Exercise details – Your task is to restate the data word for word.

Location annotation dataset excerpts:
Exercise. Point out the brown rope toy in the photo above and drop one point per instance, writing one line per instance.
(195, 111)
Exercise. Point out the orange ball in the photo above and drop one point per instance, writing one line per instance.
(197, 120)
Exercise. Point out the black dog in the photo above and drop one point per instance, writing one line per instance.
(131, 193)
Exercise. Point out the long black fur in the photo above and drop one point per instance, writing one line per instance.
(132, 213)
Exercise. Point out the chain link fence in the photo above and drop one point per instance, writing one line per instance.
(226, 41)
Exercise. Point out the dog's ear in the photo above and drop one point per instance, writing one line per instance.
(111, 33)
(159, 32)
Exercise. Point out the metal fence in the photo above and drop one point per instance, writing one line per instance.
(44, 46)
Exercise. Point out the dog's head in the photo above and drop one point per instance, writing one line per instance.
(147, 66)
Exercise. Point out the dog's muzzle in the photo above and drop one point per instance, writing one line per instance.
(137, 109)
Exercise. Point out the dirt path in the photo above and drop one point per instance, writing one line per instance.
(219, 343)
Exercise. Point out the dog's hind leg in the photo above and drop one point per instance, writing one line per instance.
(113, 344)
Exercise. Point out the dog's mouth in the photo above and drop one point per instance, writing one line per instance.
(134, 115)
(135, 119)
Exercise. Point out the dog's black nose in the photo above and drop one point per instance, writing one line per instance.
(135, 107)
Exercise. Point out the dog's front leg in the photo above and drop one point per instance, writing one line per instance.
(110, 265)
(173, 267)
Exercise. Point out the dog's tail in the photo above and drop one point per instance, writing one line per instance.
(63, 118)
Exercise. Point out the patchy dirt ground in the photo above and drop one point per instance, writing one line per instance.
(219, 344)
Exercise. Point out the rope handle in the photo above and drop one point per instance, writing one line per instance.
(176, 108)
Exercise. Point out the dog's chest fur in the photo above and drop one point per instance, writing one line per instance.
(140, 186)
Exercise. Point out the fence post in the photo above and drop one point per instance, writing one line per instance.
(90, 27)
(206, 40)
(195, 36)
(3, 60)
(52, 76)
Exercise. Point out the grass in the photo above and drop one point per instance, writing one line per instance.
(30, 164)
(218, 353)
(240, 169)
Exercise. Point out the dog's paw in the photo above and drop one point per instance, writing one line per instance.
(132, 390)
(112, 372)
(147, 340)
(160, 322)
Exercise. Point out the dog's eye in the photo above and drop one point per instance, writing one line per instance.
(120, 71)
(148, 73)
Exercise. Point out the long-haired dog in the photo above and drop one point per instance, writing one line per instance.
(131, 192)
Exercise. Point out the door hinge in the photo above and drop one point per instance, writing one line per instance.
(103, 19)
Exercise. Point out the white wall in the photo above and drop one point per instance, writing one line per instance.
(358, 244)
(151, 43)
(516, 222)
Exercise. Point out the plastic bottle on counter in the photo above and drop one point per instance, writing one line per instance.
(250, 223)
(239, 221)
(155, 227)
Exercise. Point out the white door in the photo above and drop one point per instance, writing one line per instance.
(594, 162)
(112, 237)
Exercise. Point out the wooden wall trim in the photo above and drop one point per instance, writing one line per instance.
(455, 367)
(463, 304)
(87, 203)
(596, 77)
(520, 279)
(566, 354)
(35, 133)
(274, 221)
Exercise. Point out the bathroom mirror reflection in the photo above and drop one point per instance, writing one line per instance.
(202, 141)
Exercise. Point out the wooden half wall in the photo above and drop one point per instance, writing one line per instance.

Correct output –
Exercise. Point out the brown rope toy in the photo above and drop one point per instance, writing one line per instance.
(195, 111)
Exercise. Point out the orange ball in the photo above and drop one point per instance, writing one line per instance.
(197, 120)
Exercise. Point out the black dog in the photo above and drop one point per instance, writing one line per instance.
(131, 193)
Exercise. Point out the long black fur in the photo above and drop one point per instance, writing one line per instance.
(132, 213)
Exercise. Point out the chain link fence in the photo above and drop one point per instance, writing one line per instance.
(226, 41)
Exercise. Point out the dog's ear in the photo above and drop one point per instance, writing one line per instance.
(111, 33)
(159, 32)
Exercise. Point out the metal fence in the photo above and drop one point per instance, writing one line per instance.
(44, 46)
Exercise. Point out the dog's head in the photo above and drop one point per instance, writing one line per instance.
(147, 66)
Exercise. Point out the dog's muzzle in the photo above and drop one point per instance, writing one line per instance.
(137, 109)
Exercise. Point out the dirt path in the photo above and drop one point per instance, writing one line per instance.
(219, 343)
Exercise. Point out the dog's hind leg in the photo above and drop one point per instance, writing one line per instance.
(113, 344)
Exercise. Point out the dog's mouth in the photo above and drop one point per instance, writing one line per instance.
(134, 115)
(135, 119)
Exercise. Point out the dog's black nose in the photo above and drop one point per instance, writing one line per instance.
(135, 107)
Exercise. Point out the dog's front leg in the photo above and drop one point per instance, writing one line per instance.
(110, 265)
(173, 267)
Exercise. Point out the dog's tail in the photo above and drop one point per instance, writing one line per instance.
(63, 118)
Exercise. Point out the patchy dirt ground in the photo above and drop one point per instance, writing one line per instance.
(219, 344)
Exercise. Point out the rope handle in the photo above and drop one point per instance, writing one line per instance.
(176, 108)
Exercise. Point out the dog's chest fur in the photo above and drop one point per instance, writing one line per instance.
(140, 186)
Exercise. Point out the fence post in the photo above and drop one point per instance, writing one line per instance.
(90, 27)
(206, 40)
(195, 36)
(3, 60)
(52, 76)
Exercise. Point out the grass in the photo above and drop one point per instance, writing one line per instance.
(30, 164)
(218, 353)
(240, 169)
Exercise. Point out the dog's paw in the photo above and drop one point per instance, writing one line per instance.
(132, 390)
(112, 372)
(147, 340)
(160, 322)
Exercise. Point out the dog's eye in the photo above and drop one point per instance, writing one line per instance.
(120, 71)
(148, 73)
Exercise. Point out the long-haired dog in the photo above and drop one point per instance, writing one line per instance.
(131, 192)
Exercise. Point out the door hinge in the photo above and drop one point per instance, writing one line per instance.
(103, 19)
Exercise. Point out the white wall in the photo above and drop one point per instance, writing one line per instance.
(358, 244)
(151, 43)
(516, 222)
Exercise. Point out the plastic bottle on counter in the photo above and drop one point per instance, writing one line per instance.
(250, 223)
(239, 221)
(155, 227)
Exercise. Point out the white door in the photo above and drop one point per instance, writing one line per instance.
(594, 162)
(112, 237)
Exercise. Point out the wooden wall trim in the photo above and drop one point per instance, writing one line per instance.
(455, 367)
(463, 304)
(87, 203)
(596, 77)
(520, 279)
(566, 354)
(35, 133)
(274, 221)
Exercise. Point out the bathroom mirror reflection in the photo above and drop one point per instance, writing one line per instance.
(202, 141)
Exercise. Point out the wooden half wall in the photo above and drop one point per instance, writing one line per instance.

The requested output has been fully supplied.